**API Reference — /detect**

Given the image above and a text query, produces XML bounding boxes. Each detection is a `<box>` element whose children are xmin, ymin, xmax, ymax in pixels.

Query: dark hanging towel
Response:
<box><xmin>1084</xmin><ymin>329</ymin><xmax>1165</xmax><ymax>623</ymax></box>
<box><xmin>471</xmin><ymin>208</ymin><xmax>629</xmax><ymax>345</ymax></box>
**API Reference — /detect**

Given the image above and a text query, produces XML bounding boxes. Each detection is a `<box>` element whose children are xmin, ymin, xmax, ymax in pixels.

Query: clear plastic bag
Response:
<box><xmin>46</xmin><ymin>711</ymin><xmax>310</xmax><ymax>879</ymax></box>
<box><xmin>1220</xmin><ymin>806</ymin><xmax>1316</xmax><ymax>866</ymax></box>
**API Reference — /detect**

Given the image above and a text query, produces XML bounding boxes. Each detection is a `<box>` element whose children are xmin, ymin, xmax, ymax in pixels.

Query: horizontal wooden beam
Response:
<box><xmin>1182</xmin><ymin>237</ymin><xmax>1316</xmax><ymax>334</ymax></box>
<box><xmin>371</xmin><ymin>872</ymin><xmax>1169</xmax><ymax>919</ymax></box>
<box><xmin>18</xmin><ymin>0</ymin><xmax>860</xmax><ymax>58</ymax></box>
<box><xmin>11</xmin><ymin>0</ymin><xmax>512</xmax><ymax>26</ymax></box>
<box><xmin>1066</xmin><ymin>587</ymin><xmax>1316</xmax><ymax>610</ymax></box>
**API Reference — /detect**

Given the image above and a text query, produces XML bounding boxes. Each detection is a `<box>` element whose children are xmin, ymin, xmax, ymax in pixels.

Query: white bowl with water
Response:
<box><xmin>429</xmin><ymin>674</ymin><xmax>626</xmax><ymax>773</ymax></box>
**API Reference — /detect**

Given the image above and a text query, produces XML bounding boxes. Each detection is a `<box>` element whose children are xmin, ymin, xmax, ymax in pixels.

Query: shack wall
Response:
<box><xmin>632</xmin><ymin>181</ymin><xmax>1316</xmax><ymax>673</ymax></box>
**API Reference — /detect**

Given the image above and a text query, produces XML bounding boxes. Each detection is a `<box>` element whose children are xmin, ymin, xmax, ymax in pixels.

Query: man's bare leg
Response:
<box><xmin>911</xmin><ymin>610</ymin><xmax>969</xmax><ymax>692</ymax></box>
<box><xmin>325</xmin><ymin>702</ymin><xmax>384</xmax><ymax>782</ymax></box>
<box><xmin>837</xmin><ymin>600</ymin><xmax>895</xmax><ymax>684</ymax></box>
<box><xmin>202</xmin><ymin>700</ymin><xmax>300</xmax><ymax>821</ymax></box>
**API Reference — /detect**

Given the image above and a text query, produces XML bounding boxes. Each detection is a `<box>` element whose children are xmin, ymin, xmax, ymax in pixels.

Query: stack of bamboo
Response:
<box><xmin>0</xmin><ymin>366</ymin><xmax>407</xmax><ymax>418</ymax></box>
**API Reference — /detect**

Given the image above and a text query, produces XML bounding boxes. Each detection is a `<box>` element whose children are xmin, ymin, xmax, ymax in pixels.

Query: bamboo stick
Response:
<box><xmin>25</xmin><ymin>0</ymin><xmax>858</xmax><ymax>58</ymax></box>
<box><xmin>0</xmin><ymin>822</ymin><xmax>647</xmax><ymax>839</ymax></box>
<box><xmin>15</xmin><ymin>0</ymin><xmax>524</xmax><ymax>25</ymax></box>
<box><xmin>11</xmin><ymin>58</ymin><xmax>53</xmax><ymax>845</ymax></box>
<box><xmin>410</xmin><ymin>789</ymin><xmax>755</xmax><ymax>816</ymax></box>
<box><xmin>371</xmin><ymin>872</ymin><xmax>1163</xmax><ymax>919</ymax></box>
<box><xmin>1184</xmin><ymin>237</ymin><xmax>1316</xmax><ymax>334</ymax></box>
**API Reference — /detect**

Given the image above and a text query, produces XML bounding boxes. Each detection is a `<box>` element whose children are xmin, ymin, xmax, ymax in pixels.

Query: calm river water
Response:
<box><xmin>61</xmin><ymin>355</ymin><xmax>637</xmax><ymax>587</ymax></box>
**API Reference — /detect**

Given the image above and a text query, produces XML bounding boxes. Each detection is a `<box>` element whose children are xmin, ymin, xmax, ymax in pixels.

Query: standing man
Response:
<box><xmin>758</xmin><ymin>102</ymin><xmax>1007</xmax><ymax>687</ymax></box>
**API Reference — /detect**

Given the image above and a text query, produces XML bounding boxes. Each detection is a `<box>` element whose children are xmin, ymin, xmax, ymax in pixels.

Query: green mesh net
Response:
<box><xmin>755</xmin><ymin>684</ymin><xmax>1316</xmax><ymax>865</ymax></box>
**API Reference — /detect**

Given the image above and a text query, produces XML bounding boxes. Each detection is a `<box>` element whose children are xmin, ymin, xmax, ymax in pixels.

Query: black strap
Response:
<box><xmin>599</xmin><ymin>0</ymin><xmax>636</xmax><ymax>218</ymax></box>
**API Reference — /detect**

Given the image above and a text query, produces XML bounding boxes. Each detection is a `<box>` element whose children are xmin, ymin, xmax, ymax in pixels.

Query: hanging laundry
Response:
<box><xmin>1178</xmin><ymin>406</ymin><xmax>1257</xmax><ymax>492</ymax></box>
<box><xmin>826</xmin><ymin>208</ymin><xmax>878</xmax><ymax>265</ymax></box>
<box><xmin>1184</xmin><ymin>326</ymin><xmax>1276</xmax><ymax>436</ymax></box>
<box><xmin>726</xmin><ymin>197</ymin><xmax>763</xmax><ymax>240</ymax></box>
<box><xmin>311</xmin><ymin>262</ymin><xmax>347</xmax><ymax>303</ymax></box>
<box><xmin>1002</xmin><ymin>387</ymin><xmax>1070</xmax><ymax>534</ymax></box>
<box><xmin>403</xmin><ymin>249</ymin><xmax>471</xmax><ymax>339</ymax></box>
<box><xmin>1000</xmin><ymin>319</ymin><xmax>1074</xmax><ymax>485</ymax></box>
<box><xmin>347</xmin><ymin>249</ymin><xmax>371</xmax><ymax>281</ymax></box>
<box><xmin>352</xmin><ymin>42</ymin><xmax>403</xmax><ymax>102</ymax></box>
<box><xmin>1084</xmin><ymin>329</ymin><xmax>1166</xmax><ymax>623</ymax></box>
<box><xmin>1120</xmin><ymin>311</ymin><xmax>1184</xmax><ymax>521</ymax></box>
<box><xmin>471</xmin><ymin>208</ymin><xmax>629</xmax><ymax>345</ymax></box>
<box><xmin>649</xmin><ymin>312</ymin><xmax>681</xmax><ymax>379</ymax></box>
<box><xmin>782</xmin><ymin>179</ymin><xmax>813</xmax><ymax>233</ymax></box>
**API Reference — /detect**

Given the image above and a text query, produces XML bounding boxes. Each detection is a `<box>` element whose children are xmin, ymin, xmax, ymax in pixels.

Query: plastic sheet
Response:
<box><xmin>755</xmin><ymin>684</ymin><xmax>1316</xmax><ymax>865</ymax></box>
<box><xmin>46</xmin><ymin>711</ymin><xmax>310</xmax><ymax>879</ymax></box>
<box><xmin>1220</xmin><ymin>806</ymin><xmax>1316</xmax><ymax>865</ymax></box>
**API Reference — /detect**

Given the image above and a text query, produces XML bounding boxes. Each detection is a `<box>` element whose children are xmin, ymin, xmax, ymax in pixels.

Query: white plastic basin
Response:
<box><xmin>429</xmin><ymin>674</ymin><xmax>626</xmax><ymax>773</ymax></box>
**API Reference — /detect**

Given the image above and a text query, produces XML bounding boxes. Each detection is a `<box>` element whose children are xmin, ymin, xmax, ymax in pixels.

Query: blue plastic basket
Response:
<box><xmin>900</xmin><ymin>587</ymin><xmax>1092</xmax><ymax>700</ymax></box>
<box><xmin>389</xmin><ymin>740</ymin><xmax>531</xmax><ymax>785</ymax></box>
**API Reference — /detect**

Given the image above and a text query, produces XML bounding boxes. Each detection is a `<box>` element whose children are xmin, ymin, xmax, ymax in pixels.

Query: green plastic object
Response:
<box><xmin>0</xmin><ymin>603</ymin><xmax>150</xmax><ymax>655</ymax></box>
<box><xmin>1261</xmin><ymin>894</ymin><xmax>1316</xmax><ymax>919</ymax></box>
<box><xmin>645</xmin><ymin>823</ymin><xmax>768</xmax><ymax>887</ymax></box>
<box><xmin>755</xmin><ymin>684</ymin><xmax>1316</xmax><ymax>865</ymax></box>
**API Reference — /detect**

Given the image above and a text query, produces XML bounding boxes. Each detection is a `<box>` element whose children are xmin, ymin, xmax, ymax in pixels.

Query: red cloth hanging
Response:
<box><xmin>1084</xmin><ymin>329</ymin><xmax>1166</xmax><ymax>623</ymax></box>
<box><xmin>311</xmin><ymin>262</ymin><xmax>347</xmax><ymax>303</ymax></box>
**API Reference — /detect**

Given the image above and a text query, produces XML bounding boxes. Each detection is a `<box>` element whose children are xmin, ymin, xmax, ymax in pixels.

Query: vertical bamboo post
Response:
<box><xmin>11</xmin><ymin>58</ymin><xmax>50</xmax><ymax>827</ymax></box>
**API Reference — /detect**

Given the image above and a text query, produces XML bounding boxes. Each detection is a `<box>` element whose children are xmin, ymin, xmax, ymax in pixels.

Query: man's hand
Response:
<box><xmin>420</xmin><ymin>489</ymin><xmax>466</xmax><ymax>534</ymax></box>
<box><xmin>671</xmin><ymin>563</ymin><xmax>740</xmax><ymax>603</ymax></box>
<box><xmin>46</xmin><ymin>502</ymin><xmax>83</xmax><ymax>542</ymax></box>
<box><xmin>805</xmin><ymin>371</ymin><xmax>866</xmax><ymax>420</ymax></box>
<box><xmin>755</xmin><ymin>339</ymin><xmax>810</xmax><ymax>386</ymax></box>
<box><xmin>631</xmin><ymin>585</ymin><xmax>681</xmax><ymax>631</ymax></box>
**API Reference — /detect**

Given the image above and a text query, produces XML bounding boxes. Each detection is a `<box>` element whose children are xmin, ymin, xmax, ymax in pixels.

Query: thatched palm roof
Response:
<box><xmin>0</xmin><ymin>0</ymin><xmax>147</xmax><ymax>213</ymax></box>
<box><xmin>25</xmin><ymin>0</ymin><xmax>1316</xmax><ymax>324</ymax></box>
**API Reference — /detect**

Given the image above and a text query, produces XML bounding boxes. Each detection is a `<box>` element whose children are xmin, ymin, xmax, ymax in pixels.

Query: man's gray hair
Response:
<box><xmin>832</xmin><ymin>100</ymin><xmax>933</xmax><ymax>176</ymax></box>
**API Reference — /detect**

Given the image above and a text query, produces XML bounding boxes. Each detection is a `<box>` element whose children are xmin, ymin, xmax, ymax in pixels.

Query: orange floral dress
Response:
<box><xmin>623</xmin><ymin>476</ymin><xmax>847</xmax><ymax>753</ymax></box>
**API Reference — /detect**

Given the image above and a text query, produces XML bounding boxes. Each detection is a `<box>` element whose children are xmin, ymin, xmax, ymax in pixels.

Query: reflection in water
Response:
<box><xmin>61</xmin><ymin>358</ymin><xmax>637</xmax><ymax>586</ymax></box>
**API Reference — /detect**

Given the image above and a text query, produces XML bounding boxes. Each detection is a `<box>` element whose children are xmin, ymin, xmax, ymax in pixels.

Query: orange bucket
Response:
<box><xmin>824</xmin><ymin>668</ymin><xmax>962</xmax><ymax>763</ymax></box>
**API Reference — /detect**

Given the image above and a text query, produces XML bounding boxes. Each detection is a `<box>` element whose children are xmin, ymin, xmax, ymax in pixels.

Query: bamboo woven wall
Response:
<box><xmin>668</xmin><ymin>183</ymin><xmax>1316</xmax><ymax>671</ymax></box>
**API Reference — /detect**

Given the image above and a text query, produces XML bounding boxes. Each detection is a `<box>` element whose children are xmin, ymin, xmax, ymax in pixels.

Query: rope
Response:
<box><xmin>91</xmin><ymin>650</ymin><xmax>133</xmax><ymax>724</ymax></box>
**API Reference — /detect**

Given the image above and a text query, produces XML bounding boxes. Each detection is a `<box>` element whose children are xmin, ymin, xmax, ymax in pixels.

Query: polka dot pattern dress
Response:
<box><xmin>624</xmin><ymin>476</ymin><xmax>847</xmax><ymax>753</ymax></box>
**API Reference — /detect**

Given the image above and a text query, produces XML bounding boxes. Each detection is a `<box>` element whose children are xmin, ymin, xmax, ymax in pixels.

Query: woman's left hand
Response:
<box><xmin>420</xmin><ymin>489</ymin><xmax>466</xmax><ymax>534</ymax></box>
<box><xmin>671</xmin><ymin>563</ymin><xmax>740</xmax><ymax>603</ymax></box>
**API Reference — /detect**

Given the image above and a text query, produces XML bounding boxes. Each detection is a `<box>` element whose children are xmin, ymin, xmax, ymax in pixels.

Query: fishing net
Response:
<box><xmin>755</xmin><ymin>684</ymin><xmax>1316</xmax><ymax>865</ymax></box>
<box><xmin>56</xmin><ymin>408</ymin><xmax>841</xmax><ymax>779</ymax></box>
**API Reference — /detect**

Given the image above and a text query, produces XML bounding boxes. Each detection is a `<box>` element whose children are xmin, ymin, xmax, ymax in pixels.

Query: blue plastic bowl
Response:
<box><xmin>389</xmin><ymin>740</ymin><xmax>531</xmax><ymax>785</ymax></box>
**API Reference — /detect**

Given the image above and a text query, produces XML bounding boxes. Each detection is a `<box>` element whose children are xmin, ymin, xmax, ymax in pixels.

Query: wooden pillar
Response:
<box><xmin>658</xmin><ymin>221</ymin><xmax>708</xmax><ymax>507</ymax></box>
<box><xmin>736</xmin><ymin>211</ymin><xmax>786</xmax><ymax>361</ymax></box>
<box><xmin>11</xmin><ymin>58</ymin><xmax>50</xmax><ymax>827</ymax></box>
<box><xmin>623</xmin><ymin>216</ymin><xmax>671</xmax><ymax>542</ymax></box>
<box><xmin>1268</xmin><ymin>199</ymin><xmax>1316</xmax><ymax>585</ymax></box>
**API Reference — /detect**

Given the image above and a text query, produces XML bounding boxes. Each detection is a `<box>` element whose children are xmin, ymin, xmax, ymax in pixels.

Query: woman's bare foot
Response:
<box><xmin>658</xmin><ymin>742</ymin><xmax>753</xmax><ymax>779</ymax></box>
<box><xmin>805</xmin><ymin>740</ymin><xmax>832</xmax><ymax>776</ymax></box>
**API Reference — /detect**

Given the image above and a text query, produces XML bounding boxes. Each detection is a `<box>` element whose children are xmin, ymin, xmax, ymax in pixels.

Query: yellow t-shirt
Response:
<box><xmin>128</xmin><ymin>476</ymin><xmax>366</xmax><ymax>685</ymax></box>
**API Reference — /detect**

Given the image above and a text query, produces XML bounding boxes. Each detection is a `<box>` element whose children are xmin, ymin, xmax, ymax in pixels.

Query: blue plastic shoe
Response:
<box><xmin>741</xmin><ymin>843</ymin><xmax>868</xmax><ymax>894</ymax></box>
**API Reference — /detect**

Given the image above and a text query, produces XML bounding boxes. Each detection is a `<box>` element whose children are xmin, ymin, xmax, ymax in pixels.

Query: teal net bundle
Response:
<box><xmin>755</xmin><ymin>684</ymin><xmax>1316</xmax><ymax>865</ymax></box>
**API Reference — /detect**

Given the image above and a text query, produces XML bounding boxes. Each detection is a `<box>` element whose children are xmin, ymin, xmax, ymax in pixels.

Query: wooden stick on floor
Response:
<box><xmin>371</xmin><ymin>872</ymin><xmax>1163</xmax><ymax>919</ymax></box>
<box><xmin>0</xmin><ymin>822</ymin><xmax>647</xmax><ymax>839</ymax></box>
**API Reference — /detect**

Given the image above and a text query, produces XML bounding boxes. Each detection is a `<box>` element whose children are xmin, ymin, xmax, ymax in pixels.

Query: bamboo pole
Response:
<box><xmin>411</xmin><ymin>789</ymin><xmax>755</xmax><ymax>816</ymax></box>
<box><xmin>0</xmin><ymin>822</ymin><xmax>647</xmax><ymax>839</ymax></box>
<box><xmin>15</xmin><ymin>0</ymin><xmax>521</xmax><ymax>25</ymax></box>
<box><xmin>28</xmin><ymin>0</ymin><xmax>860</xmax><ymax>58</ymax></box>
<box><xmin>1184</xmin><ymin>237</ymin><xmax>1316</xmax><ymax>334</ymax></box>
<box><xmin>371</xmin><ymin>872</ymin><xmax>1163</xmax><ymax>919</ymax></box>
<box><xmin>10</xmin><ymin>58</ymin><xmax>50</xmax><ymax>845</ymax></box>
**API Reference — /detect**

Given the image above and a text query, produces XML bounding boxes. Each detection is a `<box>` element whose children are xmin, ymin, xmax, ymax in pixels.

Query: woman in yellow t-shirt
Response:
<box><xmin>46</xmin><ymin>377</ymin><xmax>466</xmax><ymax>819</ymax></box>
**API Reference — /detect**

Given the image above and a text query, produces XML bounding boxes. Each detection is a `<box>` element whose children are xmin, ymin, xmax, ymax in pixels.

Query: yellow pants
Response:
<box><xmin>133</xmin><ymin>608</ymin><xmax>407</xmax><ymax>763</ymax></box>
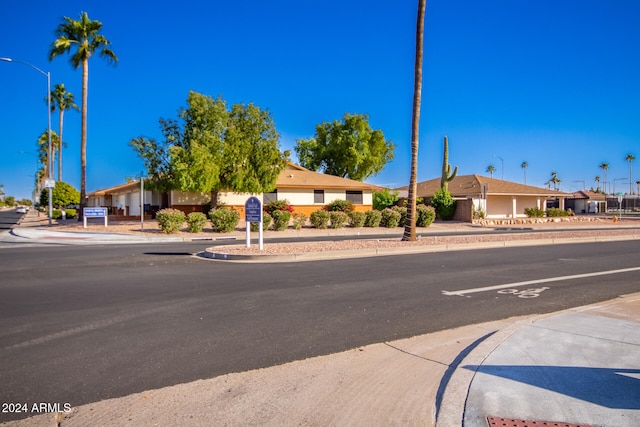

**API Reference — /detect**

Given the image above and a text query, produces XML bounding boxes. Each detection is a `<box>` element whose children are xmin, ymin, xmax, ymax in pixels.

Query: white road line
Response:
<box><xmin>442</xmin><ymin>267</ymin><xmax>640</xmax><ymax>296</ymax></box>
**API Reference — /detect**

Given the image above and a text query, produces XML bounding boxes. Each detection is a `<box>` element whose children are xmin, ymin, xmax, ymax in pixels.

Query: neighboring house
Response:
<box><xmin>567</xmin><ymin>190</ymin><xmax>607</xmax><ymax>214</ymax></box>
<box><xmin>397</xmin><ymin>175</ymin><xmax>571</xmax><ymax>221</ymax></box>
<box><xmin>87</xmin><ymin>163</ymin><xmax>381</xmax><ymax>217</ymax></box>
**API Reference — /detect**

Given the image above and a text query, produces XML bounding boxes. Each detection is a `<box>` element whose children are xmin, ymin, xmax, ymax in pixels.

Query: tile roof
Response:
<box><xmin>397</xmin><ymin>174</ymin><xmax>571</xmax><ymax>197</ymax></box>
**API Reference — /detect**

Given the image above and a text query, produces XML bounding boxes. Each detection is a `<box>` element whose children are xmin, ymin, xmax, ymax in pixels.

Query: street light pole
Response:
<box><xmin>0</xmin><ymin>58</ymin><xmax>53</xmax><ymax>226</ymax></box>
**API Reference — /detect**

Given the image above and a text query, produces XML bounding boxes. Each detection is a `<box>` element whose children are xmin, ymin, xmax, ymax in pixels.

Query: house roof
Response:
<box><xmin>397</xmin><ymin>174</ymin><xmax>571</xmax><ymax>197</ymax></box>
<box><xmin>573</xmin><ymin>190</ymin><xmax>607</xmax><ymax>200</ymax></box>
<box><xmin>276</xmin><ymin>163</ymin><xmax>382</xmax><ymax>190</ymax></box>
<box><xmin>87</xmin><ymin>163</ymin><xmax>382</xmax><ymax>197</ymax></box>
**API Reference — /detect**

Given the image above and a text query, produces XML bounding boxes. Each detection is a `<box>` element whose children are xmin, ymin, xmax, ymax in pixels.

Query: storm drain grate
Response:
<box><xmin>487</xmin><ymin>417</ymin><xmax>593</xmax><ymax>427</ymax></box>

::::::

From the items above, pull out each line that contains the word "plastic" and copy it in full.

Query: clear plastic bag
Query: plastic sheet
Query: white plastic basin
Query: blue plastic basket
Query: green plastic object
Query: blue plastic bowl
Query: blue plastic shoe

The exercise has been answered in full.